Problem to work on → Could you turn the data below, everything from the line containing "Please mark the tassel" down to the line containing "left=0, top=0, right=306, bottom=178", into a JSON list of strings, one string per line, with blank lines dropped? Leave the pictures out of your answer.

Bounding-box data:
· · ·
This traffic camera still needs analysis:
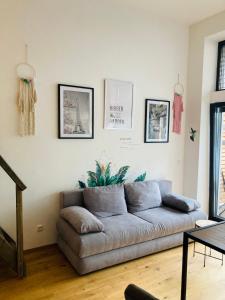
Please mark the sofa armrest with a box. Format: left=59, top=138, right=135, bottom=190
left=124, top=284, right=159, bottom=300
left=162, top=193, right=200, bottom=213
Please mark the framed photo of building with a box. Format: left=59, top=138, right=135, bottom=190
left=144, top=99, right=170, bottom=143
left=104, top=79, right=133, bottom=130
left=58, top=84, right=94, bottom=139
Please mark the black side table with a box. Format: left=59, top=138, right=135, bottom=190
left=181, top=221, right=225, bottom=300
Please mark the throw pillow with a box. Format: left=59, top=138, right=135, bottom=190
left=83, top=184, right=127, bottom=218
left=125, top=180, right=162, bottom=213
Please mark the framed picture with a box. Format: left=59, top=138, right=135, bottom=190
left=58, top=84, right=94, bottom=139
left=144, top=99, right=170, bottom=143
left=104, top=79, right=133, bottom=130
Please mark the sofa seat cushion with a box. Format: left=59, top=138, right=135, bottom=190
left=134, top=207, right=207, bottom=236
left=57, top=213, right=158, bottom=258
left=60, top=206, right=104, bottom=233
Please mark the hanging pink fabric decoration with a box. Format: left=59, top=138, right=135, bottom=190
left=173, top=93, right=184, bottom=134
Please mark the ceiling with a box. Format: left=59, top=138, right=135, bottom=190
left=126, top=0, right=225, bottom=25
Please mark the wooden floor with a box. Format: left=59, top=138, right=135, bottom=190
left=0, top=245, right=225, bottom=300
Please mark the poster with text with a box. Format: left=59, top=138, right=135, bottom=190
left=104, top=79, right=133, bottom=130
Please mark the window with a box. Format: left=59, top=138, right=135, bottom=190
left=216, top=41, right=225, bottom=91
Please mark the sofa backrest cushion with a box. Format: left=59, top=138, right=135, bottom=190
left=60, top=206, right=104, bottom=234
left=60, top=180, right=172, bottom=209
left=83, top=184, right=127, bottom=218
left=60, top=189, right=84, bottom=209
left=163, top=193, right=200, bottom=213
left=124, top=180, right=162, bottom=213
left=156, top=180, right=172, bottom=198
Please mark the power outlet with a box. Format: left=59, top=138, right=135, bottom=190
left=37, top=224, right=45, bottom=232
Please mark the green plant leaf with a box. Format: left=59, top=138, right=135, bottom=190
left=87, top=171, right=98, bottom=186
left=115, top=166, right=130, bottom=183
left=78, top=180, right=87, bottom=189
left=95, top=160, right=102, bottom=178
left=105, top=163, right=111, bottom=178
left=134, top=172, right=146, bottom=182
left=98, top=175, right=105, bottom=186
left=87, top=178, right=97, bottom=187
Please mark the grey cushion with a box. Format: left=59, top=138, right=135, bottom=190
left=134, top=207, right=207, bottom=236
left=125, top=181, right=162, bottom=213
left=57, top=213, right=157, bottom=257
left=60, top=189, right=84, bottom=208
left=157, top=180, right=172, bottom=197
left=60, top=206, right=104, bottom=233
left=83, top=184, right=127, bottom=217
left=163, top=193, right=200, bottom=213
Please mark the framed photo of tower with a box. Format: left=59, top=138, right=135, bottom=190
left=144, top=99, right=170, bottom=143
left=58, top=84, right=94, bottom=139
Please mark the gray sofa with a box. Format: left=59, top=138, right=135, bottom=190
left=57, top=180, right=207, bottom=274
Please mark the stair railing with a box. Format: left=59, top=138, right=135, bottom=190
left=0, top=155, right=27, bottom=277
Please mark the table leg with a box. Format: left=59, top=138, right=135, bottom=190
left=181, top=232, right=188, bottom=300
left=204, top=246, right=206, bottom=268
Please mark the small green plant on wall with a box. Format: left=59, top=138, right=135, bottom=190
left=78, top=161, right=146, bottom=189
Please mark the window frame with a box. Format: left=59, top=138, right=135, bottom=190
left=216, top=40, right=225, bottom=91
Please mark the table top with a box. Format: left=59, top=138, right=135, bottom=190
left=195, top=220, right=218, bottom=227
left=187, top=222, right=225, bottom=253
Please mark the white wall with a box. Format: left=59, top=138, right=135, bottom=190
left=184, top=12, right=225, bottom=211
left=0, top=0, right=188, bottom=248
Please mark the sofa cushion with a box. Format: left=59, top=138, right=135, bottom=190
left=83, top=184, right=127, bottom=217
left=60, top=206, right=104, bottom=233
left=57, top=213, right=157, bottom=258
left=134, top=207, right=207, bottom=236
left=163, top=193, right=200, bottom=212
left=124, top=181, right=162, bottom=213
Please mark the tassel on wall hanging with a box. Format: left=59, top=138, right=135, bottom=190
left=173, top=74, right=184, bottom=134
left=16, top=45, right=37, bottom=136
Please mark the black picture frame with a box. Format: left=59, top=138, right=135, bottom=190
left=58, top=84, right=94, bottom=139
left=144, top=99, right=170, bottom=143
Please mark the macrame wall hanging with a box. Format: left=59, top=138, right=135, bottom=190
left=16, top=45, right=37, bottom=136
left=173, top=74, right=184, bottom=134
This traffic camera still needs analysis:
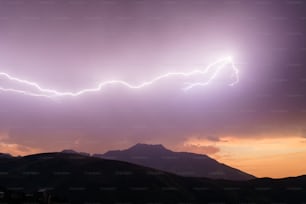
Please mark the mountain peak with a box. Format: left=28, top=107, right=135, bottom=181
left=129, top=143, right=168, bottom=150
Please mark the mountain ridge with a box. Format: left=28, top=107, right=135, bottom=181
left=92, top=143, right=256, bottom=180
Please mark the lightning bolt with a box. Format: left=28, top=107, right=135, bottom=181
left=0, top=57, right=239, bottom=98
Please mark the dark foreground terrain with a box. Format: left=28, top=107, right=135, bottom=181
left=0, top=153, right=306, bottom=204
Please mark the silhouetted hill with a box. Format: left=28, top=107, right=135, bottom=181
left=94, top=144, right=255, bottom=180
left=0, top=153, right=306, bottom=204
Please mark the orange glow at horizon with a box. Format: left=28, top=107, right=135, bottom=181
left=180, top=136, right=306, bottom=178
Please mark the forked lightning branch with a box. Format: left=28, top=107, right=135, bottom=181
left=0, top=57, right=239, bottom=98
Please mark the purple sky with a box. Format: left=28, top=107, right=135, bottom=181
left=0, top=0, right=306, bottom=176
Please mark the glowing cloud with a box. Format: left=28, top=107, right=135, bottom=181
left=0, top=57, right=239, bottom=98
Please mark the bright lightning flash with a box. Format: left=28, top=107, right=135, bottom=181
left=0, top=57, right=239, bottom=98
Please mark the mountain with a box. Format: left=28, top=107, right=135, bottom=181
left=0, top=152, right=306, bottom=204
left=93, top=144, right=255, bottom=180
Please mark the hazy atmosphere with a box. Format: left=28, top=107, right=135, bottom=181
left=0, top=0, right=306, bottom=178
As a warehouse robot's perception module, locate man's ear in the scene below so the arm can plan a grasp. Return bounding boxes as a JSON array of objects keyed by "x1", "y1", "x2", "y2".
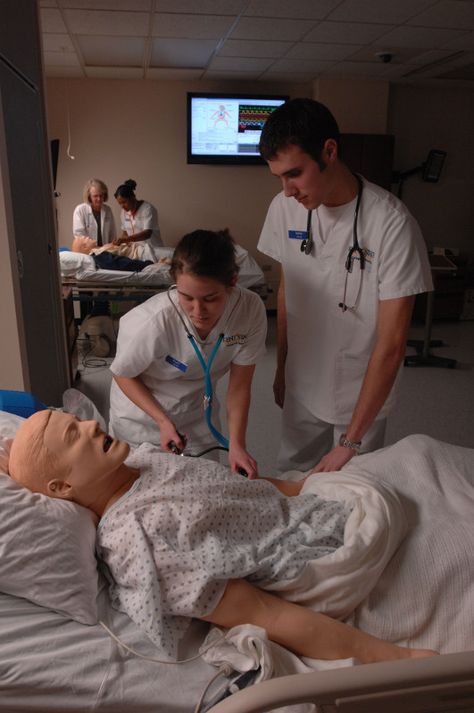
[
  {"x1": 323, "y1": 139, "x2": 338, "y2": 163},
  {"x1": 46, "y1": 478, "x2": 72, "y2": 500}
]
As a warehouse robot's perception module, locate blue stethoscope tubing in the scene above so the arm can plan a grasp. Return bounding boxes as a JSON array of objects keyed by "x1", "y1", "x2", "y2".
[
  {"x1": 186, "y1": 332, "x2": 229, "y2": 449},
  {"x1": 167, "y1": 285, "x2": 240, "y2": 450},
  {"x1": 300, "y1": 173, "x2": 365, "y2": 272}
]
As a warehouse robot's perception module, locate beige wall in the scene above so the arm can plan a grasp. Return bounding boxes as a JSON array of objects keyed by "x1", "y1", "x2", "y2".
[
  {"x1": 313, "y1": 79, "x2": 390, "y2": 134},
  {"x1": 47, "y1": 79, "x2": 311, "y2": 262},
  {"x1": 388, "y1": 85, "x2": 474, "y2": 253}
]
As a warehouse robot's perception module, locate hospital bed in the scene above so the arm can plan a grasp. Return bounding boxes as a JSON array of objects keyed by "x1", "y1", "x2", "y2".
[
  {"x1": 0, "y1": 412, "x2": 474, "y2": 713},
  {"x1": 59, "y1": 245, "x2": 267, "y2": 302}
]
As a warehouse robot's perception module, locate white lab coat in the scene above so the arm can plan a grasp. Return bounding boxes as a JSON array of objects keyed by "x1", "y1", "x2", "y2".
[
  {"x1": 120, "y1": 201, "x2": 163, "y2": 262},
  {"x1": 72, "y1": 203, "x2": 117, "y2": 245},
  {"x1": 109, "y1": 287, "x2": 267, "y2": 452},
  {"x1": 258, "y1": 180, "x2": 433, "y2": 423}
]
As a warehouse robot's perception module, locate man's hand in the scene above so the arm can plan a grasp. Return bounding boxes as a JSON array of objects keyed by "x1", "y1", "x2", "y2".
[
  {"x1": 229, "y1": 443, "x2": 258, "y2": 480},
  {"x1": 310, "y1": 446, "x2": 356, "y2": 475}
]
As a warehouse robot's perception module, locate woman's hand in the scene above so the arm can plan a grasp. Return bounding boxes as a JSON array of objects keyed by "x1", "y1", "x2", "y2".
[
  {"x1": 310, "y1": 446, "x2": 356, "y2": 475},
  {"x1": 229, "y1": 444, "x2": 258, "y2": 480}
]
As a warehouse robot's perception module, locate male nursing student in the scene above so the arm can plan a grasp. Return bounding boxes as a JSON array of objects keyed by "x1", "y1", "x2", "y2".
[{"x1": 258, "y1": 99, "x2": 433, "y2": 472}]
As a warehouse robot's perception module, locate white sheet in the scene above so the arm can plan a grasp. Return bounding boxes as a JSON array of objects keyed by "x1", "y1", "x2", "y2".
[
  {"x1": 59, "y1": 245, "x2": 265, "y2": 287},
  {"x1": 0, "y1": 590, "x2": 216, "y2": 713}
]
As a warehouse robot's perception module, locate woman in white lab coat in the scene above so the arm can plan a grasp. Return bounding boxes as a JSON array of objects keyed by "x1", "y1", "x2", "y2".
[
  {"x1": 72, "y1": 178, "x2": 117, "y2": 247},
  {"x1": 114, "y1": 178, "x2": 163, "y2": 260},
  {"x1": 109, "y1": 230, "x2": 267, "y2": 477}
]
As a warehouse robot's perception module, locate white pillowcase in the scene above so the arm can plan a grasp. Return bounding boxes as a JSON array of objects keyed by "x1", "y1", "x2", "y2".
[
  {"x1": 0, "y1": 411, "x2": 99, "y2": 624},
  {"x1": 59, "y1": 250, "x2": 95, "y2": 277}
]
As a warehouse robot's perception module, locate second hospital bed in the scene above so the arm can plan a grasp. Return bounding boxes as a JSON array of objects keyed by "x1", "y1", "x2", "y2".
[{"x1": 0, "y1": 413, "x2": 474, "y2": 713}]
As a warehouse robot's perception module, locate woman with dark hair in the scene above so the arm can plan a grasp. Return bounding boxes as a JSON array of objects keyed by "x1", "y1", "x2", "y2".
[
  {"x1": 114, "y1": 178, "x2": 163, "y2": 260},
  {"x1": 110, "y1": 230, "x2": 267, "y2": 477}
]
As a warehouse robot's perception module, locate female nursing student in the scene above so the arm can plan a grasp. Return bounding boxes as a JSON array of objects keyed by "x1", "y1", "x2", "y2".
[
  {"x1": 109, "y1": 230, "x2": 267, "y2": 478},
  {"x1": 114, "y1": 178, "x2": 163, "y2": 260},
  {"x1": 72, "y1": 178, "x2": 116, "y2": 247}
]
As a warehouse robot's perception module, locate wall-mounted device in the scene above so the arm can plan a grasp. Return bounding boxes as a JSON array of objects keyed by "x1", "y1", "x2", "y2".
[{"x1": 187, "y1": 92, "x2": 288, "y2": 165}]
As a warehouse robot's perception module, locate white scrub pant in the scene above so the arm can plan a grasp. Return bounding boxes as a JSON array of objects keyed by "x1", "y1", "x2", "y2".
[{"x1": 277, "y1": 393, "x2": 387, "y2": 473}]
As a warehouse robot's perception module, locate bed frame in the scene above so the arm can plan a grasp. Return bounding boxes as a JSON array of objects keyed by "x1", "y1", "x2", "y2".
[{"x1": 208, "y1": 651, "x2": 474, "y2": 713}]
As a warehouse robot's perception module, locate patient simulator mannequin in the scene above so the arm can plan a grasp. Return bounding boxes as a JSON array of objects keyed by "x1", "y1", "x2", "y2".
[
  {"x1": 9, "y1": 410, "x2": 435, "y2": 663},
  {"x1": 71, "y1": 235, "x2": 171, "y2": 265}
]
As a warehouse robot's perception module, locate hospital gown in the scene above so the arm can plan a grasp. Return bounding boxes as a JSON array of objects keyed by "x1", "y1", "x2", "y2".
[{"x1": 97, "y1": 444, "x2": 349, "y2": 657}]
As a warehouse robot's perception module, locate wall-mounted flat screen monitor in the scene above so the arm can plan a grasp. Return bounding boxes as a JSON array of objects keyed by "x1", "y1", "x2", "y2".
[{"x1": 187, "y1": 92, "x2": 288, "y2": 164}]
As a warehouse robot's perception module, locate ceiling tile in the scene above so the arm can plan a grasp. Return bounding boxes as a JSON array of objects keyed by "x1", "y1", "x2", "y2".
· · ·
Solution →
[
  "Please mark the tassel on wall hanging with a box. Format: left=59, top=138, right=135, bottom=190",
  "left=173, top=74, right=184, bottom=134",
  "left=16, top=45, right=37, bottom=136",
  "Please mark the black picture frame with a box. Format: left=59, top=138, right=135, bottom=190",
  "left=58, top=84, right=94, bottom=139",
  "left=144, top=99, right=170, bottom=143",
  "Please mark the macrame wall hanging with a box. Format: left=59, top=138, right=135, bottom=190",
  "left=16, top=45, right=37, bottom=136",
  "left=173, top=74, right=184, bottom=134",
  "This traffic camera still needs analysis:",
  "Please mark the mountain peak with a box. Format: left=28, top=107, right=135, bottom=181",
  "left=129, top=143, right=168, bottom=150",
  "Please mark the mountain ridge with a box. Format: left=28, top=107, right=135, bottom=181",
  "left=92, top=143, right=256, bottom=180",
  "Please mark the lightning bolt with a box. Format: left=28, top=107, right=135, bottom=181",
  "left=0, top=57, right=239, bottom=98",
  "Please mark the dark foreground terrain with a box. Format: left=28, top=107, right=135, bottom=181",
  "left=0, top=153, right=306, bottom=204",
  "Please mark the silhouetted hill with a box. Format: left=28, top=107, right=135, bottom=181",
  "left=94, top=144, right=255, bottom=180",
  "left=0, top=153, right=306, bottom=204",
  "Please mark the orange glow at horizon with a box. Format: left=28, top=107, right=135, bottom=181",
  "left=180, top=136, right=306, bottom=178",
  "Please mark the forked lightning branch with a box. Format: left=28, top=107, right=135, bottom=181",
  "left=0, top=57, right=239, bottom=98",
  "Please mark the purple sky with a box. Format: left=28, top=107, right=135, bottom=181",
  "left=0, top=0, right=306, bottom=176",
  "Please mark the glowing cloud with a box. Format: left=28, top=107, right=135, bottom=181",
  "left=0, top=57, right=239, bottom=98",
  "Please mark the bright lightning flash with a box. Format: left=28, top=107, right=135, bottom=181",
  "left=0, top=57, right=239, bottom=98",
  "Please mark the mountain with a box. Format: left=28, top=107, right=135, bottom=181",
  "left=0, top=152, right=306, bottom=204",
  "left=93, top=144, right=255, bottom=180",
  "Please mark the hazy atmosphere with a box. Format: left=28, top=107, right=135, bottom=181",
  "left=0, top=0, right=306, bottom=178"
]